Dataset content:
....
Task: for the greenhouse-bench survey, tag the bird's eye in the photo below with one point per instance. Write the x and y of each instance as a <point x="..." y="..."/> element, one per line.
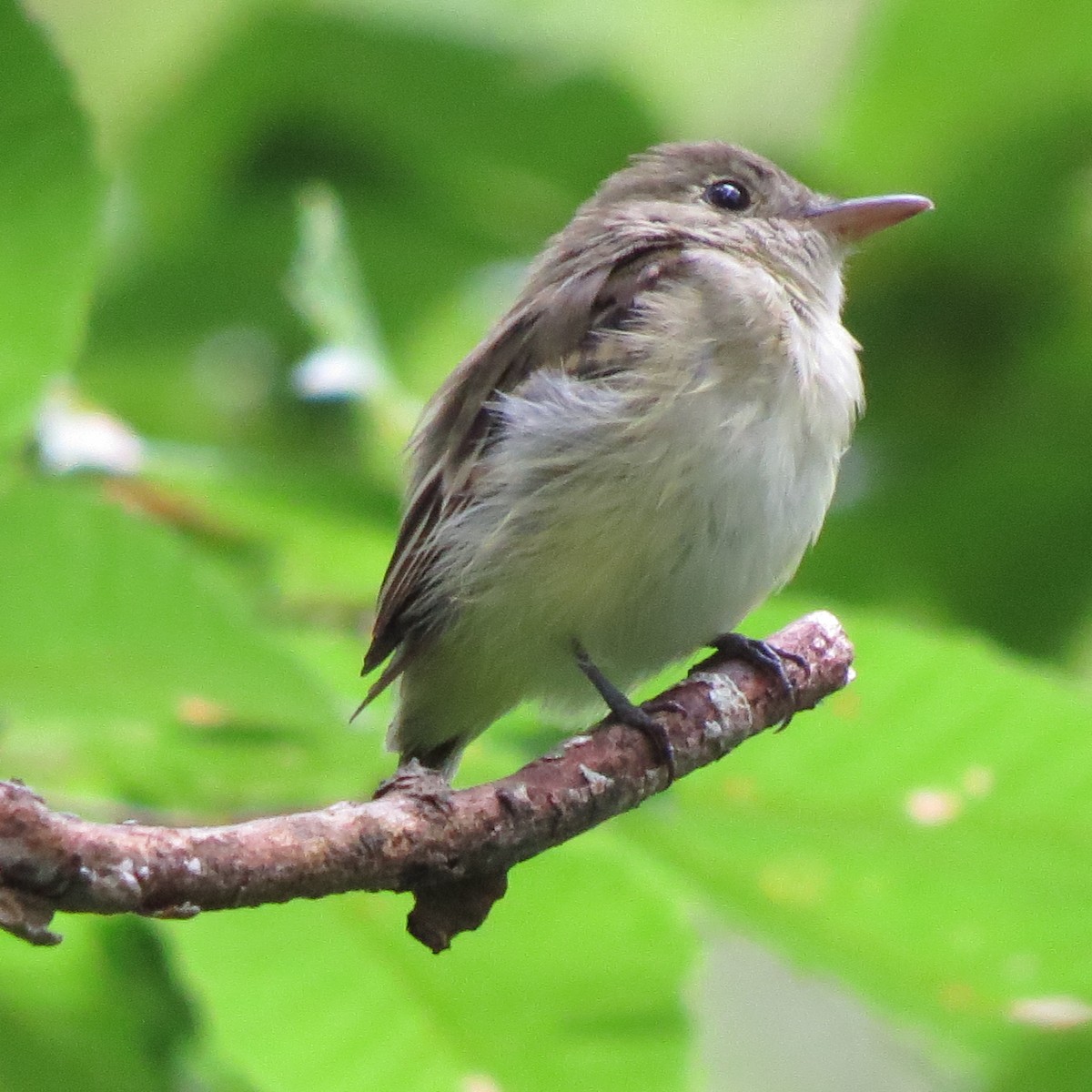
....
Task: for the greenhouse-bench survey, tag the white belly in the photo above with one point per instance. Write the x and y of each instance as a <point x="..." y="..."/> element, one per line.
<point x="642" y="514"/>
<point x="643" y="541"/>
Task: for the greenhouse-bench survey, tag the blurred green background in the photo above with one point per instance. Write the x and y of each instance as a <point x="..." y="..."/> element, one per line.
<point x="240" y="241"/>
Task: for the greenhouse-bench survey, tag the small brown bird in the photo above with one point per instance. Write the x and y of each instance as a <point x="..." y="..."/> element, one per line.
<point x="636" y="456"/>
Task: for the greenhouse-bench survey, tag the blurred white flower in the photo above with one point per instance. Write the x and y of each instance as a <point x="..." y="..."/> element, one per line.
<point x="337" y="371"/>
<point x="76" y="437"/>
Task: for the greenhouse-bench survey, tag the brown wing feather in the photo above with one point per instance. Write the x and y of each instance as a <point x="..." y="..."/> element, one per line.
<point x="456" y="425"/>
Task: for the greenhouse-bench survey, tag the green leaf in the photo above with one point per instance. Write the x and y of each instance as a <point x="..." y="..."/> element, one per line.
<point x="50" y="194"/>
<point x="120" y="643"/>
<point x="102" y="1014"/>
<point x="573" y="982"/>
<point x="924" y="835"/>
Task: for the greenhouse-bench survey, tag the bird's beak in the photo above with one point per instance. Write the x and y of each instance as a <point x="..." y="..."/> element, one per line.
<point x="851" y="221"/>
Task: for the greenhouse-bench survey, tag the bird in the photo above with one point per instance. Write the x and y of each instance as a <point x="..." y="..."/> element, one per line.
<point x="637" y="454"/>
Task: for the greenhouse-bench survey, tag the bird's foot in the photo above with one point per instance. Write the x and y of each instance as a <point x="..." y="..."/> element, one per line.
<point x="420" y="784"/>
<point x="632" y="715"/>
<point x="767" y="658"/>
....
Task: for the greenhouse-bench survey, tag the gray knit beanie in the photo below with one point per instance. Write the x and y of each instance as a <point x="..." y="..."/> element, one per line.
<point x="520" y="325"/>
....
Problem description: Pick out every line in the listing above that contains the word "white" and copy each one out in full.

Response:
Task: for the greenhouse-bench survey, tag the white belly in the photo above with one point per instance. Write the x and y of each instance as a <point x="..." y="..."/> element, one per line.
Task: for the greenhouse-bench survey, tag the blurred white flower in the photo above with one point per instance. Write the x and y of each instance as a <point x="..." y="..."/> element, one per line.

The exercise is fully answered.